Selected extract:

2.    CREDIT FACILITIES.

      2.1 LOANS. Coast will make loans to Borrower (the "Loans"), in amounts and
in percentages to be determined by Coast in its good faith discretion, up to the
Credit Limit, provided no Default or Event of Default has occurred and is
continuing. In addition, Coast may create reserves against or reduce its advance
rates based upon Eligible Receivables or Eligible Inventory without declaring a
Default or an Event of Default if it determines that there has occurred a
Material Adverse Effect.

3.    INTEREST AND FEES.

      3.1 INTEREST. All Loans and all other monetary Obligations shall bear
interest at the rate shown on the Schedule, except where expressly set forth to
the contrary in this Agreement. Interest shall be payable monthly, on the last
day of the month. Interest may, in Coast's discretion, be charged to Borrower's
loan account, and the same shall thereafter bear interest at the same rate as
the other Loans. Regardless of the amount of Obligations that may be outstanding
from time to time, Borrower shall pay Coast Minimum Monthly Interest during the
term of this Agreement with respect to the Receivable Loans and the Inventory
Loans in the amount set forth on the Schedule.

      3.2 FEES. Borrower shall pay Coast the fees shown on the Schedule, which
are in addition to all interest and other sums payable to Coast and are deemed
fully earned and are nonrefundable.

4.    SECURITY INTEREST.

Data extract:

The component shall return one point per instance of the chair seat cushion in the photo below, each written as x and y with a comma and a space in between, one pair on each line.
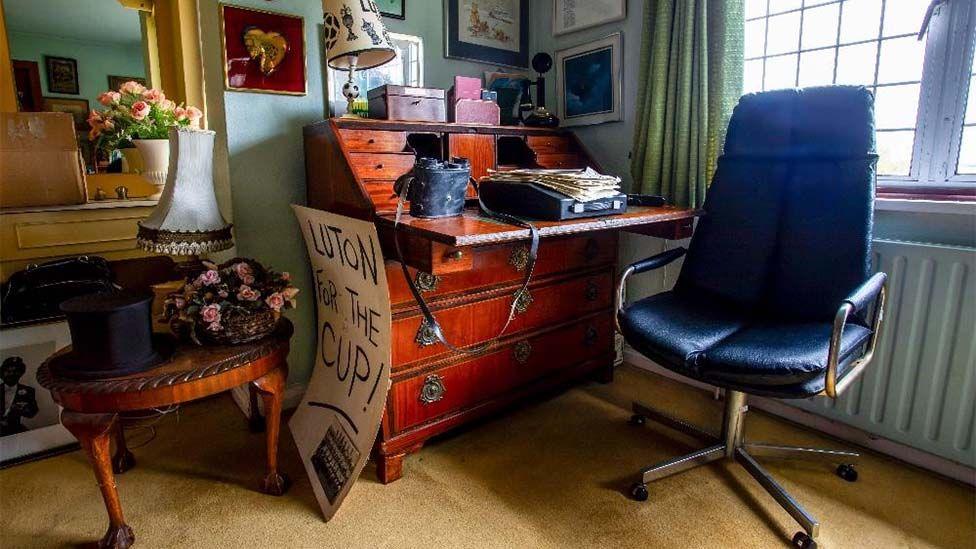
674, 328
776, 354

Written tasks:
A – According to the credit agreement excerpt, when is interest payable?
B – Reproduce a passage of the credit agreement excerpt, beginning at the words "3.2 FEES. Borrower" and stopping after the words "and are nonrefundable.".

Answers below:
A – Monthly, on the last day of the month.

B –
3.2 FEES. Borrower shall pay Coast the fees shown on the Schedule, which
are in addition to all interest and other sums payable to Coast and are deemed
fully earned and are nonrefundable.